___ Dataset extract ___

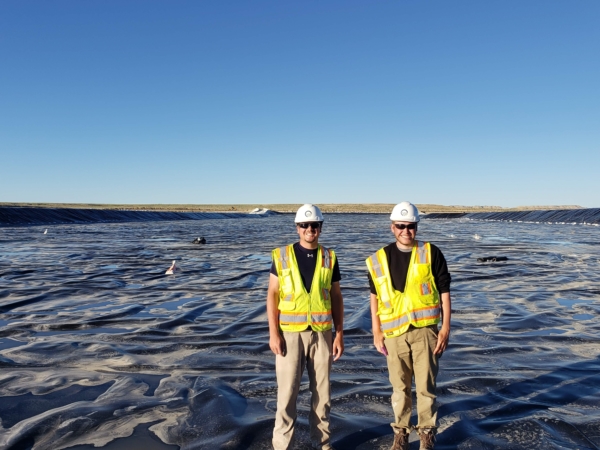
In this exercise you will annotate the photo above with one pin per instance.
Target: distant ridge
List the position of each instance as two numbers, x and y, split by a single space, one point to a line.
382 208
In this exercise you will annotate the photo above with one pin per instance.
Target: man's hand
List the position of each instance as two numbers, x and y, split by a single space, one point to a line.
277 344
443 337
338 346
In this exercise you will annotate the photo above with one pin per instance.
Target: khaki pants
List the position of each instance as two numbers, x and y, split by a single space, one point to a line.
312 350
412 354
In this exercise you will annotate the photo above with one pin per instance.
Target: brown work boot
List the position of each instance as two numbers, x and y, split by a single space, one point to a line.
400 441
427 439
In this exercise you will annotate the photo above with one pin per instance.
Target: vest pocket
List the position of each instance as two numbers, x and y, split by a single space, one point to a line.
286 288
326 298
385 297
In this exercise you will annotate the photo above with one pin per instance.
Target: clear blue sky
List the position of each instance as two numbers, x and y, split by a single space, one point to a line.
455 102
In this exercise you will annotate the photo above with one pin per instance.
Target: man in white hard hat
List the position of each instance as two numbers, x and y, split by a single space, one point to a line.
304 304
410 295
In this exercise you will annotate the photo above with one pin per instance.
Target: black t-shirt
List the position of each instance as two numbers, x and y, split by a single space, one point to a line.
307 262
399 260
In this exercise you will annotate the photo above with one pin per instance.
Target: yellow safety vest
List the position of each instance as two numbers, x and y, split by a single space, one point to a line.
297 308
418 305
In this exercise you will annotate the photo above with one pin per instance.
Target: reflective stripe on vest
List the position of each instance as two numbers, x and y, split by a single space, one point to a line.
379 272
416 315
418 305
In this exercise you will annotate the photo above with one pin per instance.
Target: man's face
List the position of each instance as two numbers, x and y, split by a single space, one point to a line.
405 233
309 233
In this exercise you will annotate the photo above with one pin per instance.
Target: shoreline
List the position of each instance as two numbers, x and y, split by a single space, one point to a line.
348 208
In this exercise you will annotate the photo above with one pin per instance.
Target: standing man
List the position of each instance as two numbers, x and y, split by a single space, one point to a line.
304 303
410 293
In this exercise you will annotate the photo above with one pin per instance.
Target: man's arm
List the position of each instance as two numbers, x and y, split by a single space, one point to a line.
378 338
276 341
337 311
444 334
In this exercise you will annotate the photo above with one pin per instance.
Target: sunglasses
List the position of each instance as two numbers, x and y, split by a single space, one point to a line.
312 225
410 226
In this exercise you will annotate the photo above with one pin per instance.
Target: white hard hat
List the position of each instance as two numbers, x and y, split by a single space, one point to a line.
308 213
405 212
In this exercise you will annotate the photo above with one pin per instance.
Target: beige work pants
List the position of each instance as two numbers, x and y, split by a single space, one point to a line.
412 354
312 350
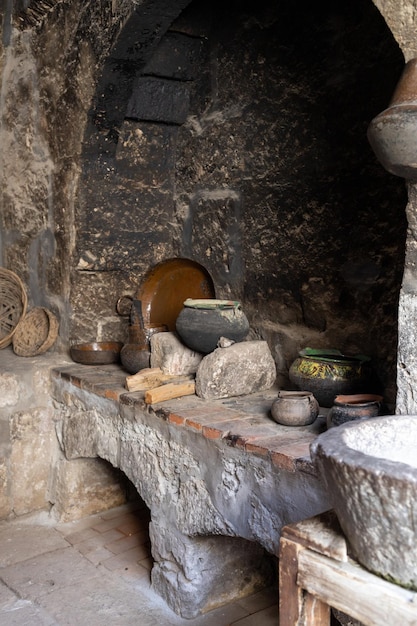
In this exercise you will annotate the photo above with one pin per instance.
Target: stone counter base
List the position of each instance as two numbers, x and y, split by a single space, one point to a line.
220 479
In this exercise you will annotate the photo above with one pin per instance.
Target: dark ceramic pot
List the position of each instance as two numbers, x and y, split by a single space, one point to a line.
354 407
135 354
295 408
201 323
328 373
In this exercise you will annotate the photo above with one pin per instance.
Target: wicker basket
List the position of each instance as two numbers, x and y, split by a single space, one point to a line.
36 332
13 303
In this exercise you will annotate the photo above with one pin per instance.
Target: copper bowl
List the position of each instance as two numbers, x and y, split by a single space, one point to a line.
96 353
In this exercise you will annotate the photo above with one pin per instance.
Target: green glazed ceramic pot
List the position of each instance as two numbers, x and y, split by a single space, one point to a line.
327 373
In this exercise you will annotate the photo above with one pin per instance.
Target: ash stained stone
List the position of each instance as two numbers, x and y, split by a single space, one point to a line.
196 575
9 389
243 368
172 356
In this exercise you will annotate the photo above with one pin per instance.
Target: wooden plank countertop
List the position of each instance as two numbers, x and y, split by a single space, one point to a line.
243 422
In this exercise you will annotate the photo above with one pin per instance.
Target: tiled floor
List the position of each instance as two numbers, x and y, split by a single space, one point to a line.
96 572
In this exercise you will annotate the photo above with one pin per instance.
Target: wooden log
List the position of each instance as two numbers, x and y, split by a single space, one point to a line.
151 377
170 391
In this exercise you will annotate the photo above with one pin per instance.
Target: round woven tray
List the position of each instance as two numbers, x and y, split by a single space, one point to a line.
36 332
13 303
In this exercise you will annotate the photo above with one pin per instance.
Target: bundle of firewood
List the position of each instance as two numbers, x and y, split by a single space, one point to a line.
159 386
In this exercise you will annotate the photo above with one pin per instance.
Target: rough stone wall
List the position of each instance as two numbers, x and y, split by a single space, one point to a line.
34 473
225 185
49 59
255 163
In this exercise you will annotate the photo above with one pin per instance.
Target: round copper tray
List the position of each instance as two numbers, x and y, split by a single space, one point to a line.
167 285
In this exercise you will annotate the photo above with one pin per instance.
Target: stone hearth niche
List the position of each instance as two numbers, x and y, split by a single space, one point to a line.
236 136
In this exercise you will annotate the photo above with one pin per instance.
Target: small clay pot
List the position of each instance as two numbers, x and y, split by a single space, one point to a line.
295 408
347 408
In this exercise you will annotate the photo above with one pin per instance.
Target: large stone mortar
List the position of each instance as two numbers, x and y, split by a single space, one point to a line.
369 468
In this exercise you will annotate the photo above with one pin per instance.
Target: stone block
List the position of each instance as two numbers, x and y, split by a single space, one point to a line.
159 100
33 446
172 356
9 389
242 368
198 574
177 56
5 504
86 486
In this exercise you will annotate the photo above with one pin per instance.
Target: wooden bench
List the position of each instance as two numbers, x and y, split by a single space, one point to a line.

___

**Stated goal:**
List every line in the rows above that contains the word "round".

**Completed task:**
Target: round woven tray
Target: round copper tray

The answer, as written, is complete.